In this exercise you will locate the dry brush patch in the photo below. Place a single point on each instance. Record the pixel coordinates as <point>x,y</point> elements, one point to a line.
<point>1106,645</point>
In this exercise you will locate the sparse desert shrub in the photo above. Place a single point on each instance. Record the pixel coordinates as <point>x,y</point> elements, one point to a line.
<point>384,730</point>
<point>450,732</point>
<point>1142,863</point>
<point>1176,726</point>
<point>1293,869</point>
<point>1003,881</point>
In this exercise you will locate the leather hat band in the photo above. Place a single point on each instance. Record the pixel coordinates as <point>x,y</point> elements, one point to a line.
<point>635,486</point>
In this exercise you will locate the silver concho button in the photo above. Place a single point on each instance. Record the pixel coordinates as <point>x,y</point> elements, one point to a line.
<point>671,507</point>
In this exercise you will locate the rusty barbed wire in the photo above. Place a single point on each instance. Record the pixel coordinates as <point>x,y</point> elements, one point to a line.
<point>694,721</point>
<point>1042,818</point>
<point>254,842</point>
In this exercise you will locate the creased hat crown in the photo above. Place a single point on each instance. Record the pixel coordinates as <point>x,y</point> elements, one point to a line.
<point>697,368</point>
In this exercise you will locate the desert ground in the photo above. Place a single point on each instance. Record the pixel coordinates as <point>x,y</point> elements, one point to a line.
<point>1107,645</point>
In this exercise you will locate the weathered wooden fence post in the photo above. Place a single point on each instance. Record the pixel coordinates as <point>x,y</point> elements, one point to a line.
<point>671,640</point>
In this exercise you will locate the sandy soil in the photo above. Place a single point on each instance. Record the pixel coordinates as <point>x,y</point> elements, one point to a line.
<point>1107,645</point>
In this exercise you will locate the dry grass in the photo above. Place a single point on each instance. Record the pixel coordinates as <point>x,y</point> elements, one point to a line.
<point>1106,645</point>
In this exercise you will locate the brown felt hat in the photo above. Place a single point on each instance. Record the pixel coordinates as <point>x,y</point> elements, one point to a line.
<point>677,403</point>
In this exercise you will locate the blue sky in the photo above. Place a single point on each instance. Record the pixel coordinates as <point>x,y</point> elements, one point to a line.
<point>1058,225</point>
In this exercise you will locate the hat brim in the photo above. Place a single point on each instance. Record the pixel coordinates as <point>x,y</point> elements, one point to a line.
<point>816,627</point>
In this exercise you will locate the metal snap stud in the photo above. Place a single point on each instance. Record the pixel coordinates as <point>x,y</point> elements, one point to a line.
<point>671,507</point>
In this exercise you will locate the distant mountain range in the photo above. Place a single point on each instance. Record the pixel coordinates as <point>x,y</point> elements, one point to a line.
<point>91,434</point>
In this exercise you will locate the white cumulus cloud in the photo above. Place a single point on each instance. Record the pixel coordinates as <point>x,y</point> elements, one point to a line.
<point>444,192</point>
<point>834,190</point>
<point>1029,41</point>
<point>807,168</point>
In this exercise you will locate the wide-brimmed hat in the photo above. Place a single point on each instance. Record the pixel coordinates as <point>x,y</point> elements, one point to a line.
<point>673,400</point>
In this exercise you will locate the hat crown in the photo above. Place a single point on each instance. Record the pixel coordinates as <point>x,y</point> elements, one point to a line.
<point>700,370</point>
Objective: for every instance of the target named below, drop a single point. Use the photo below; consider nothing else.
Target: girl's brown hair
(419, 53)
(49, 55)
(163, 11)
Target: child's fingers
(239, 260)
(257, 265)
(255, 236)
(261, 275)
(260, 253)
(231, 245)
———
Could you retype the entire listing exactly?

In this exercise you will locate the dry brush patch in the photo below. Place a single point on each instance. Record the pixel coordinates as <point>x,y</point> elements, one point to a line.
<point>1106,645</point>
In this exercise you will locate the sparse desert shrub in the photo above. Place a single point on each instance. Record the pixel coordinates as <point>x,y</point> elements, one point to a line.
<point>384,730</point>
<point>450,732</point>
<point>1142,863</point>
<point>1176,726</point>
<point>1293,869</point>
<point>1003,881</point>
In this exercise you will locate the leather hat band in the photo above. Place a single point on each instance. Record the pixel coordinates as <point>x,y</point> elements, one point to a line.
<point>635,486</point>
In this exercise you will locate the silver concho button in the photo above. Place a single point on each instance. Record the pixel coordinates as <point>x,y</point> elements, one point to a line.
<point>671,507</point>
In this exercise you will locate the rusty barbed wire in the photo above. Place a single point on each instance. Record the pixel coordinates as <point>x,y</point> elements, one point to a line.
<point>694,721</point>
<point>1042,818</point>
<point>254,842</point>
In this exercise you will locate the creased hat crown in the photo above. Place a single point on each instance. Record the pixel coordinates as <point>x,y</point> elements, one point to a line.
<point>697,368</point>
In this exercise you will locate the desert ground in the photo above. Place a single point on each instance. Record the pixel coordinates as <point>x,y</point> elements, one point to a line.
<point>1107,645</point>
In this exercise you will locate the weathered wooden fence post in the photo above. Place a single point on each instance. Record the pixel coordinates as <point>x,y</point> elements, one point to a line.
<point>671,640</point>
In this exercise you will locate the sandy soil in the photo above. Place a single point on each instance. Record the pixel coordinates as <point>x,y</point> elements, one point to a line.
<point>1107,645</point>
In this exercise you will locate the dry grass in the photo above. Place a single point on each instance. Record the pixel coordinates as <point>x,y</point> elements, one point to a line.
<point>1106,645</point>
In this exercise you will locate the brown felt hat in the photo above. Place a single point on each instance. Record the pixel coordinates as <point>x,y</point> elements, one point to a line.
<point>677,403</point>
In this exercise you will locate the blue sky in the photo above. Place a single point on each instance. Record the pixel coordinates as <point>x,y</point> elements, one point to a line.
<point>1058,225</point>
In this exercise you will locate the hat brim in the photo above. Place a single point on each instance. Record the pixel coordinates as <point>x,y</point> elements, one point to a line.
<point>816,627</point>
In this exercise you will locate the metal snap stud in the photo above. Place a single point on each instance. Record the pixel coordinates as <point>x,y</point> elements, one point to a line.
<point>671,507</point>
In this exercise you will locate the distant mountain range in the photo above. Place a single point on each instance. Record the pixel coordinates as <point>x,y</point> elements, one point to a line.
<point>91,434</point>
In this exercise you will locate the white cumulus cloud in the photo above. Place a single point on each instance. Record the pixel coordinates as <point>x,y</point> elements, one point to a line.
<point>444,192</point>
<point>834,190</point>
<point>1029,41</point>
<point>807,168</point>
In this exercise you will locate the wide-brimmed hat in the photo above. Place a single point on each instance. Record the pixel coordinates as <point>x,y</point> elements, one point to a line.
<point>673,400</point>
In this exercise you will locate the hat crown in the photo above. Place a single point on each instance. Record the pixel coordinates as <point>x,y</point> elements, one point to a line.
<point>700,370</point>
Objective: for every instance of the target named below, drop a single point. Use the photo below; consider nothing else.
Target: girl's brown hair
(419, 53)
(49, 55)
(163, 11)
Target: child's fingers
(239, 260)
(257, 265)
(255, 236)
(261, 275)
(260, 253)
(231, 245)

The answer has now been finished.